### Material
• • • • • • •

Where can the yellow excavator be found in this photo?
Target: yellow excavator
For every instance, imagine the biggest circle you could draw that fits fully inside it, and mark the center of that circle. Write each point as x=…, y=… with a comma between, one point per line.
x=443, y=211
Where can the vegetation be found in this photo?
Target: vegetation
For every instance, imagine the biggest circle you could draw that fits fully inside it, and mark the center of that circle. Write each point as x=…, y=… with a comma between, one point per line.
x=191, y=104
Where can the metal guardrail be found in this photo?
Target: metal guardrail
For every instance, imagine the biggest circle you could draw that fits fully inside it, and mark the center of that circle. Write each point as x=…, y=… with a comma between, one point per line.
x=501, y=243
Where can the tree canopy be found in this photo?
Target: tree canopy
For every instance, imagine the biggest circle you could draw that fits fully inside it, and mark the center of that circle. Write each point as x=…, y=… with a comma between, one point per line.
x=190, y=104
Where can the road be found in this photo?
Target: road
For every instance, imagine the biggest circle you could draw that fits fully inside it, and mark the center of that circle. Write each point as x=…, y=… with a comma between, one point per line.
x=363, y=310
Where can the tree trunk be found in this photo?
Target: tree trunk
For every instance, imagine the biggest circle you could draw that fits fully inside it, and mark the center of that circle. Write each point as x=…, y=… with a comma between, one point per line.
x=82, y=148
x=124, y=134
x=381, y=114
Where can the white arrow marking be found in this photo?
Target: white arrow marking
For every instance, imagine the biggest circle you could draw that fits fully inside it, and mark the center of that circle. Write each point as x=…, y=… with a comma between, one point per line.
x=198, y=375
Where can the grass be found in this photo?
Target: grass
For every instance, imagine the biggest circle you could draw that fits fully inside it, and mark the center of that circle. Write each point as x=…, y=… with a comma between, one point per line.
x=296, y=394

• • • • • • •

### Instructions to follow
Rewrite all of the material above with each "biggest" changed to "largest", keeping every other word as it is.

### Complete response
Where can the yellow excavator be found in this photo?
Target: yellow excavator
For every instance, imagine the largest circle you could draw that fits fully inside it, and mark the center of that circle. Write each point as x=…, y=… with a comma between, one point per line.
x=443, y=211
Where can the vegetation be found in this photo?
Target: vegetation
For every instance, imagine the largest circle you could draw that fits fully inside it, and mark the center of that circle. Write each point as x=…, y=… with a comma between, one point per line.
x=191, y=104
Where can the metal guardrail be found in this photo?
Target: metal guardrail
For every instance, imagine the largest circle you could draw that fits fully inside it, and mark the center of that circle. Write each point as x=…, y=… with a comma between, one point per line.
x=501, y=243
Where can the tree canopy be found in this photo?
Target: tree canopy
For every instance, imagine the largest circle you could draw that fits fully inside it, and mark the center of that circle. Write each point as x=…, y=… with a comma between, one point per line.
x=190, y=104
Where can the road be found in this photo?
Target: road
For every instance, imagine the largest circle you could draw that fits fully inside it, and mark the center of that circle. Write each point as x=…, y=… with a comma between, one point per line.
x=363, y=310
Where can the tree trunk be found in this photo?
Target: tree trunk
For every instance, imagine the largest circle you could draw that fits fully inside it, and mark the center of that circle. Write each point as x=…, y=… with a comma between, one point per line.
x=82, y=148
x=124, y=134
x=381, y=114
Where can the white arrow marking be found in this photo?
Target: white arrow marking
For every instance, imagine the largest circle you could draw that fits fully inside it, and mark the center of that circle. Write each point as x=…, y=… with a comma between, one point per line.
x=198, y=375
Where can the grass be found in this photo?
Target: grass
For every instance, imagine the largest circle you could draw that fits fully inside it, and mark the center of that circle. Write each point as x=…, y=… with a comma between, one point per line.
x=296, y=394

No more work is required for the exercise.